TEXTO PARA LEITURA:
━━━━━━━━━━━━━━━━━━━━

23 Julho 2021
Enviado de Biden para o clima elogia Índia, China e África do Sul e diz que “outros países” estão “removendo os pulmões do mundo”.
A reportagem é de Claudio Angelo e Felipe Werneck, publicada por Observatório do Clima, 21-07-2021.
O enviado especial para o clima do governo americano, John Kerry, afirmou nesta terça-feira (20) em Londres que alguns países estão aumentando o desmatamento e “continuando a cortar ilegalmente a floresta tropical”. Segundo o americano, esses países estão “removendo os pulmões do mundo, destruindo uma biodiversidade insubstituível e desestabilizando o clima, tudo ao mesmo tempo”.
Os tais países não foram nomeados, mas o sujeito oculto da frase tem nome e sobrenome: Jair Messias Bolsonaro. Numa fala que não poupou elogios a grandes emissores do mundo em desenvolvimento, como China, Índia e África do Sul – e que mencionou de forma positiva até mesmo aos vilões clássicos do clima Arábia Saudita e Rússia –, o Brasil apareceu apenas de forma velada, e mal na fita.
O que não deixa de ser irônico, considerando que Kerry e Biden estiveram, três meses atrás, a um passo de dar um cheque gordo ao governo brasileiro a título de “cooperação em clima” para “salvar a Amazônia” – incorretamente chamada de “pulmão do mundo”.
Foi preciso uma campanha internacional movida por ativistas, indígenas, artistas e intelectuais no Brasil e nos Estados Unidos para demover o governo americano da ideia de premiar Bolsonaro por seu mau comportamento ambiental. O então ministro do Meio Ambiente, Ricardo Salles, encarregou-se de fazer outro tanto, pegando um avião para o Pará para melar uma operação da PF contra madeira ilegal na mesma semana em que se reuniu com a equipe de Kerry para pedir dinheiro. O serviço foi finalizado pelos alertas de desmatamento na Amazônia, que cresceram nos últimos meses e podem revelar uma taxa de devastação na casa dos 10 mil quilômetros quadrados pelo terceiro ano seguido.
O czar do clima dos EUA fez um discurso forte – descrito pela imprensa britânica como “apaixonado” – no jardim botânico de Kew, na capital inglesa. O objetivo da visita foi criar momento político para uma reunião na semana que vem que juntará ministros de cerca de 30 países para tentar costurar as negociações da COP26, a conferência do clima de Glasgow, em novembro.

━━━━━━━━━━━━━━━━━━━━

MATERIAL FORNECIDO:
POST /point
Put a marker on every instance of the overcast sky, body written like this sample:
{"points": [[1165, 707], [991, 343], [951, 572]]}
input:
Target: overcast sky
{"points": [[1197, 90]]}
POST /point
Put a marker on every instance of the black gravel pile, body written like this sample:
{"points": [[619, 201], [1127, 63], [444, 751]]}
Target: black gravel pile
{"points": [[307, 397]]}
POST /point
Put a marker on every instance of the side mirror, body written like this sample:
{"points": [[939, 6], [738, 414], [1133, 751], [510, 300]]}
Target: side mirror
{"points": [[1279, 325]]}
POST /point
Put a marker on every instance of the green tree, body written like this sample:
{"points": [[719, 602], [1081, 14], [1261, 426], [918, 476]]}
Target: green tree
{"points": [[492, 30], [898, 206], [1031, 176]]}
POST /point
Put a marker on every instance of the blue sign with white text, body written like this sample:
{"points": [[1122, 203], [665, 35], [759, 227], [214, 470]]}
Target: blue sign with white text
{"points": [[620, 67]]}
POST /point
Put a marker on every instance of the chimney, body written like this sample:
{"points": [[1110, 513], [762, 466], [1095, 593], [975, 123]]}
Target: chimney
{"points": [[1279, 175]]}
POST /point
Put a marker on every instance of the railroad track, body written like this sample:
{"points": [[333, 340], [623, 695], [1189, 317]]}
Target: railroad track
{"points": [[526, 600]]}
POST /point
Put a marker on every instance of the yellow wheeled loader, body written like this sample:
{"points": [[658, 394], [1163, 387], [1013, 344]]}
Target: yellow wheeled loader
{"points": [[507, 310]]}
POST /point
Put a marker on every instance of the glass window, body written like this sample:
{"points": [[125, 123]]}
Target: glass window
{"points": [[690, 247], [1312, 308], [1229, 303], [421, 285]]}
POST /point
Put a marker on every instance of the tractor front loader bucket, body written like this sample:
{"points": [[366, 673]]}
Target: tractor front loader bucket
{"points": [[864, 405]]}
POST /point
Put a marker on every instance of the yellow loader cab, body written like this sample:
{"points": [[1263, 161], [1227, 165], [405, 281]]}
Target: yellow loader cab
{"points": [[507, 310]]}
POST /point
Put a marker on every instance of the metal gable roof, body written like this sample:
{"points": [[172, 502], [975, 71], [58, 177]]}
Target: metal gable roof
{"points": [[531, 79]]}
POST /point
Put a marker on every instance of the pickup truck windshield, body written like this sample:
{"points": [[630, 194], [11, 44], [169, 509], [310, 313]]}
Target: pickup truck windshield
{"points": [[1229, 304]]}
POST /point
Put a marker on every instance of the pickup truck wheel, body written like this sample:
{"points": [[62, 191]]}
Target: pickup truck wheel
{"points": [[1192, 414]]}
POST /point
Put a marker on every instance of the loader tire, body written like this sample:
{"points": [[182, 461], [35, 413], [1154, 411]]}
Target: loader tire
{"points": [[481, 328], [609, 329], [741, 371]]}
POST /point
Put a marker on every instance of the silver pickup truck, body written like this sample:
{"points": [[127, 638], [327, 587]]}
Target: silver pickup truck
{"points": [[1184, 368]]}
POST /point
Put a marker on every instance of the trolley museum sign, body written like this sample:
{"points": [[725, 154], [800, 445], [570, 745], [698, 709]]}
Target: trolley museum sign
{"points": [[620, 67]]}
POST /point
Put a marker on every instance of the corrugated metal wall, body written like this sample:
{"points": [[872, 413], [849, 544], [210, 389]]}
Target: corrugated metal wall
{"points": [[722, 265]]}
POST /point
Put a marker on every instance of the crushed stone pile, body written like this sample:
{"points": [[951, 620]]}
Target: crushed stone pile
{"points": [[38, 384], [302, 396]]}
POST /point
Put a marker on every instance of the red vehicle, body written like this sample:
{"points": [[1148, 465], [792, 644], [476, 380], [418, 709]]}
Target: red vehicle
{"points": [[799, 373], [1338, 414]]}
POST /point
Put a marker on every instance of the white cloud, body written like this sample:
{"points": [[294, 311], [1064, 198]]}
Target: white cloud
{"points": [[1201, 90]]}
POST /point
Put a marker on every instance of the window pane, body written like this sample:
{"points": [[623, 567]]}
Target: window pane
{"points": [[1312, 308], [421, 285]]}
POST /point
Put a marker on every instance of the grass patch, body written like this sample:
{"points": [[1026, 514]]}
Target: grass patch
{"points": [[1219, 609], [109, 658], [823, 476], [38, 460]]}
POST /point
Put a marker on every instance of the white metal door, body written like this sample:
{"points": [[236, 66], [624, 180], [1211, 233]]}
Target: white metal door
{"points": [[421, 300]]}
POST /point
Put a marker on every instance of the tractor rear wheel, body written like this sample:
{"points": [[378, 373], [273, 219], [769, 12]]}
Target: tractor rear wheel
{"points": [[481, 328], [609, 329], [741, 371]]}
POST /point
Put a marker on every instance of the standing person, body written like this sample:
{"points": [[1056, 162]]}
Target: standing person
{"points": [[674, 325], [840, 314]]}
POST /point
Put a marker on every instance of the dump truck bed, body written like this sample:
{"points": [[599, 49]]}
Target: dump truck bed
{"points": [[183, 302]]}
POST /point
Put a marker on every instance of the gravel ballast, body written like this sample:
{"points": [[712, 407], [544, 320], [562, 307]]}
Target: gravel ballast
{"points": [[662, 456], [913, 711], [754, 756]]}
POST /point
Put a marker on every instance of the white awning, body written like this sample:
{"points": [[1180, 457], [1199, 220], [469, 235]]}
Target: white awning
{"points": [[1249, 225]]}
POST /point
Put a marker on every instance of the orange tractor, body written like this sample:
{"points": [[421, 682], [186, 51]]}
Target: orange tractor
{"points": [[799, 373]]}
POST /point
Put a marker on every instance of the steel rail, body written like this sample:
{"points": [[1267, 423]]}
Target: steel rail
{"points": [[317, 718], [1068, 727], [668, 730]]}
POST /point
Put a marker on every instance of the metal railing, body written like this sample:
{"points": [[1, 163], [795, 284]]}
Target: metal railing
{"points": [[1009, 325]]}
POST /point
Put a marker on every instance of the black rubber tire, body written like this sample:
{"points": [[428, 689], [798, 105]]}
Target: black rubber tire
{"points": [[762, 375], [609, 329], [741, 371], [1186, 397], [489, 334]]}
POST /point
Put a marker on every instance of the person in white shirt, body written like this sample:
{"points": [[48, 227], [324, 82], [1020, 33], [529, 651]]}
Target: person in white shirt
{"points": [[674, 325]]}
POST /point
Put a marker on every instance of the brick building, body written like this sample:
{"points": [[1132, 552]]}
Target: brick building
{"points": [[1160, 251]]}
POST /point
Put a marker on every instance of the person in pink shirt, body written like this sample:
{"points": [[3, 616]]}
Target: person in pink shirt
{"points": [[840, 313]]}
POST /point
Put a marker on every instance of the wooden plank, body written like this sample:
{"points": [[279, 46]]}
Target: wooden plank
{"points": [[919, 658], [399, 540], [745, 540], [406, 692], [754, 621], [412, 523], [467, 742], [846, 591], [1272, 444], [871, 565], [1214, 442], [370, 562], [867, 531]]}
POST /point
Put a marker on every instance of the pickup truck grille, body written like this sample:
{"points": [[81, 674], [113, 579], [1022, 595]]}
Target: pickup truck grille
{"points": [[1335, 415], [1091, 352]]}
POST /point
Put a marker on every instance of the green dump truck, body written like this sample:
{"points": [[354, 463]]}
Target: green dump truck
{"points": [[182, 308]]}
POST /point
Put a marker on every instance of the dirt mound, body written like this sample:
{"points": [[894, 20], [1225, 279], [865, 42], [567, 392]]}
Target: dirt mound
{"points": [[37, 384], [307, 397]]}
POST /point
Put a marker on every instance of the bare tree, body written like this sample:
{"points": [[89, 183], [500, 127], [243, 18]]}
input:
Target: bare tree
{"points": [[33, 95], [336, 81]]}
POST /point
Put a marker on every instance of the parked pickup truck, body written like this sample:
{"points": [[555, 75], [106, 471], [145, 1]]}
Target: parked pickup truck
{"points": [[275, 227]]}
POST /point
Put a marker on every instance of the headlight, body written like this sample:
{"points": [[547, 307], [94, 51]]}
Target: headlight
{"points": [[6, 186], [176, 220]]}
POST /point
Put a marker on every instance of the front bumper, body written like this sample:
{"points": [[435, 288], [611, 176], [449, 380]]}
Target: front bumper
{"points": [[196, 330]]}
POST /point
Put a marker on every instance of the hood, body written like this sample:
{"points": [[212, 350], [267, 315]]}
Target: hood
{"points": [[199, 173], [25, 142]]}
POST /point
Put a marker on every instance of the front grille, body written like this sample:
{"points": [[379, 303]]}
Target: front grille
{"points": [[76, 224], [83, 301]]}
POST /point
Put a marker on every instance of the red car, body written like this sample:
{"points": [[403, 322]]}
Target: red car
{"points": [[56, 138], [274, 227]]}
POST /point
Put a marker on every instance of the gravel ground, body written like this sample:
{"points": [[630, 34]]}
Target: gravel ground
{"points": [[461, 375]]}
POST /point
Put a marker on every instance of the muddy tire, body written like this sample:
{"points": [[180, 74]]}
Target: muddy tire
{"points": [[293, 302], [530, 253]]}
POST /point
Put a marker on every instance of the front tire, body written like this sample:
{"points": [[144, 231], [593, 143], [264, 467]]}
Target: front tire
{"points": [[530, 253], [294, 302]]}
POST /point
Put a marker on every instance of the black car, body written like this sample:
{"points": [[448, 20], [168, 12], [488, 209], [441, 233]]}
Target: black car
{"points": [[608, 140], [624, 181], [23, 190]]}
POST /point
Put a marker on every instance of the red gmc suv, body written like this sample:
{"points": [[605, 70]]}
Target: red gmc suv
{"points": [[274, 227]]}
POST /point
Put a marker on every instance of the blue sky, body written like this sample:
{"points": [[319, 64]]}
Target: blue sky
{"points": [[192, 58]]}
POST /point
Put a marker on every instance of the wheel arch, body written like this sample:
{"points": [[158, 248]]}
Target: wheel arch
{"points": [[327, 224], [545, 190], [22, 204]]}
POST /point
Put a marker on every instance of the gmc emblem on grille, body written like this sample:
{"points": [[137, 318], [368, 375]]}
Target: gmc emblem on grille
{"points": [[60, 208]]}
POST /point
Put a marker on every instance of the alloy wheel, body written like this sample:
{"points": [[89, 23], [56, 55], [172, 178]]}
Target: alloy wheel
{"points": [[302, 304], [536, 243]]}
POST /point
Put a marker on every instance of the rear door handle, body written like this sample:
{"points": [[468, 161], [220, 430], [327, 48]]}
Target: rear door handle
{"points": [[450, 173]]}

━━━━━━━━━━━━━━━━━━━━

TAREFAS E EXERCÍCIOS:
• a. Segundo a reportagem sobre o discurso de John Kerry, em que lugar de Londres ele discursou?
• b. Dê sequência à reportagem sobre o discurso de John Kerry, escrevendo o trecho que vem logo depois do último parágrafo.

RESPOSTAS ESPERADAS:
• a. No jardim botânico de Kew.

• b.
A conversa será dura, porque a rodada de discussões informais de maio não produziu praticamente nenhum resultado, e há pontos fundamentais que seguem travados pelo motivo de sempre: países desenvolvidos cobram ambição dos países em desenvolvimento em corte de emissões e países em desenvolvimento cobram financiamento adequado, que aqueles ainda não entregaram.
Kerry comparou a situação do mundo na 2ª Guerra Mundial, quando a ameaça existencial do nazismo juntou os renitentes EUA ao Reino Unido e aos inimigos soviéticos, à atual crise climática, que igualmente demanda respostas globais.
“A crise do clima é o teste do nosso tempo, e enquanto alguns ainda podem acreditar que ela está se desenrolando em câmera lenta, esse teste é tão agudo e existencial quando qualquer outro que o antecedeu”, afirmou.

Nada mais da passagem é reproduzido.